Make an exact copy of the records, with the images left out.
▬▬▬▬▬▬
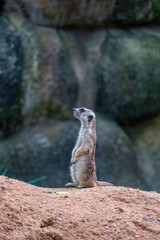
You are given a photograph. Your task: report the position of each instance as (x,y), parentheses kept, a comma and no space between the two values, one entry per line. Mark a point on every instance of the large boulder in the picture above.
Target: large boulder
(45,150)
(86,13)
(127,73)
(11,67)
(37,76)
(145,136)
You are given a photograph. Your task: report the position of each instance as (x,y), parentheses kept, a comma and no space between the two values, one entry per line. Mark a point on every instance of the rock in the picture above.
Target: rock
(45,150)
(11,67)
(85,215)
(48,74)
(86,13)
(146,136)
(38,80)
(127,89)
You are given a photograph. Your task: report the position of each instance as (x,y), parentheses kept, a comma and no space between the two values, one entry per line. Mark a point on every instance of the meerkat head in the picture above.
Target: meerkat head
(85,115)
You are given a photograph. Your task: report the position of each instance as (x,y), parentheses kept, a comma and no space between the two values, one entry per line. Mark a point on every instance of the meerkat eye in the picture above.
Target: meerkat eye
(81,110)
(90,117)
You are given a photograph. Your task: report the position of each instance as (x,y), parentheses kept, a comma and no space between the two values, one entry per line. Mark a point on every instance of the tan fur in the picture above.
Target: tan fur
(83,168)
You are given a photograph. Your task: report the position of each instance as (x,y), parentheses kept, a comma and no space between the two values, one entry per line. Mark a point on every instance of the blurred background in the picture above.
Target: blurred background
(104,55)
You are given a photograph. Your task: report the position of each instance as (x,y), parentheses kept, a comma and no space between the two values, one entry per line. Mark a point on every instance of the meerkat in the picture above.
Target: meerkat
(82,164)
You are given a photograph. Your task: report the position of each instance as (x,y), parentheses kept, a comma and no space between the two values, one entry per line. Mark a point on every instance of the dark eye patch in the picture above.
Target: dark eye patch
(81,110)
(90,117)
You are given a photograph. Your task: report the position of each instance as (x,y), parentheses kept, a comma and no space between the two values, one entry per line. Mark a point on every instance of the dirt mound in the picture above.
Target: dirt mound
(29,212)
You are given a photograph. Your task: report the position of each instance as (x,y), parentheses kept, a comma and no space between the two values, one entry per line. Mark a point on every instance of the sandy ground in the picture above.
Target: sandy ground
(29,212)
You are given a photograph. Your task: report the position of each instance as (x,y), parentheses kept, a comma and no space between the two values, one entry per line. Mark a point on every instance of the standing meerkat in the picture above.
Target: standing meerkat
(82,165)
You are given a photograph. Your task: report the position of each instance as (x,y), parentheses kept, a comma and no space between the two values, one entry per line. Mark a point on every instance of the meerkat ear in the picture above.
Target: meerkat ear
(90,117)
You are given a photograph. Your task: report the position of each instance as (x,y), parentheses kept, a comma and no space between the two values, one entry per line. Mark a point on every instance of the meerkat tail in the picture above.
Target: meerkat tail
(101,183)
▬▬▬▬▬▬
● **Exercise response**:
You are given a photograph. Your task: report the position of each instance as (x,y), parentheses kept, a comma and no space between the two values, one entry per line. Mark a point on every instance of the large boulder in the picture above.
Target: large boulder
(45,150)
(86,13)
(127,73)
(11,67)
(37,76)
(145,136)
You are given a photograph. Your task: report the position of each instance as (x,y), parentheses kept, a comma and no space between the two values, one entry per line. Mark a point on every instance of the rock in the picture above.
Target: rock
(45,150)
(11,67)
(85,215)
(48,74)
(86,13)
(146,136)
(38,80)
(127,89)
You are given a photograph. Your task: report the position of each instance as (x,y), parentheses kept, a comma and no space between the two values, one entry per line. Mark a point on every instance of the meerkat head in the picture above.
Target: meerkat head
(85,115)
You are given a photograph. Your task: report the position of each instance as (x,y), parentheses kept, a comma and no space between the two values, one entry per line. Mark a point on every instance of the meerkat eye in the picture above.
Target: meerkat eye
(81,110)
(90,117)
You are given a photograph. Your task: report the position of each instance as (x,y), parentheses kept, a comma and no space between the two values, one entry per line. Mark a point on every instance of the tan fur in the picture above.
Target: tan fur
(83,168)
You are given a photograph. Your task: report the position of each instance as (x,y), parentheses kept, a comma and no space between the two values, one entry per line. Mark a point on every instance of the blurred background in the picture above.
Target: blurred background
(104,55)
You are given a photograph. Your task: report the position of each instance as (x,y), parentheses kept, a comma and no space between the two values, one entry per line. Mark a point on every instance of the meerkat in the picture above.
Target: meerkat
(82,164)
You are given a photograph. Your task: report the position of each instance as (x,y), parentheses kept, a comma and no space between the two values, one entry per line. Mark a point on every instance of the dark eye patch in the picture above.
Target: dark eye patch
(81,110)
(90,117)
You are given a photograph. Your task: report the position of each instance as (x,y), parentheses kept, a comma and no space between the two values, one entry per line. Mark a point on every instance of the dirt mound in the picture above.
Target: dirt mound
(29,212)
You are given a photograph. Your task: report the position of each instance as (x,y), parentheses kept, a comma and no space between the two values, one entry per line. Mark a point on every instance of the sandy ground in the picture above.
Target: sandy ground
(29,212)
You are given a photograph. Your task: report the position of each instance as (x,y), parentheses kept, a comma and no space between the two values, one entry per line. Mark a point on every instance of the standing meerkat in the picture above.
Target: standing meerkat
(82,165)
You are given a photograph. Your task: report the position of each instance as (x,y), parentheses kept, a comma and no space between the two values, one entry per line. Mark a point on every instance of the meerkat ear in the picture above.
Target: meerkat ear
(90,117)
You are given a photograph. Your task: report the position of each instance as (x,y), parentheses kept, a comma and no space between the two values, one entry per line. Mark a point on every instance of the meerkat tail in the picture above.
Target: meerkat tail
(101,183)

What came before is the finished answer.